Document excerpt:
════════════════════
# Im Back!!!....



## Dragnsmke1 (Jul 29, 2002)

as long as Theo's not a Mod...


----------



## Dragnsmke1 (Jul 29, 2002)

oh...and cosider this my annual "Trade Dirk Thread"


----------



## soulhunter (Nov 2, 2004)

Whats wrong with theo/Dirk?

Personally I don't mind either of them :clown:


----------



## LionOfJudah (May 27, 2003)

Dirk for KG!

Welcome back dragnsmke bout time you came back around.


----------



## Dragnsmke1 (Jul 29, 2002)

thanx...as Ive said evry year for the past three...we cannot win with Dirk as our 1st option...we either need to trade him for someone with heart or let him play Scottie Pippen to a player with some gangster in him...


----------



## soulhunter (Nov 2, 2004)

So in order to win we need a gangsta player?
What kind of logic is that, how does Timmy rank up on the Gangsta Scale?


----------



## LionOfJudah (May 27, 2003)

What are you talkin about Timmy is a straight up G


----------



## soulhunter (Nov 2, 2004)

My mistake


----------



## Dragnsmke1 (Jul 29, 2002)

Timmy heart pumps no Kool- aid...he does not sht away from taking over the game...


----------
════════════════════
Information given:
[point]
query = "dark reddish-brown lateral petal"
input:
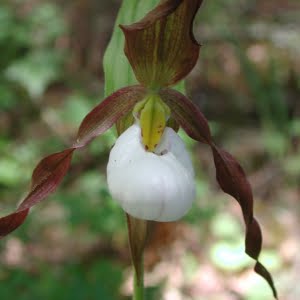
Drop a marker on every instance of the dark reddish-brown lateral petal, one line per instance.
(161, 47)
(11, 222)
(45, 178)
(110, 110)
(188, 116)
(230, 175)
(51, 170)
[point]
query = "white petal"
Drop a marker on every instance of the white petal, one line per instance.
(151, 186)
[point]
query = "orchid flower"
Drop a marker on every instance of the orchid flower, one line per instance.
(149, 171)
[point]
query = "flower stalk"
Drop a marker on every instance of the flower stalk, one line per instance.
(157, 184)
(138, 233)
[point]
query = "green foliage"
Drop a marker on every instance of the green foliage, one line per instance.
(100, 280)
(28, 57)
(117, 70)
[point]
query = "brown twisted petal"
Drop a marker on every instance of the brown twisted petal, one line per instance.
(161, 48)
(51, 170)
(230, 175)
════════════════════
Problem: In the forum thread about trading Dirk, what does Dragnsmke1 say the team cannot do with Dirk as its first option? The material plays no part here.

Complete response: Win.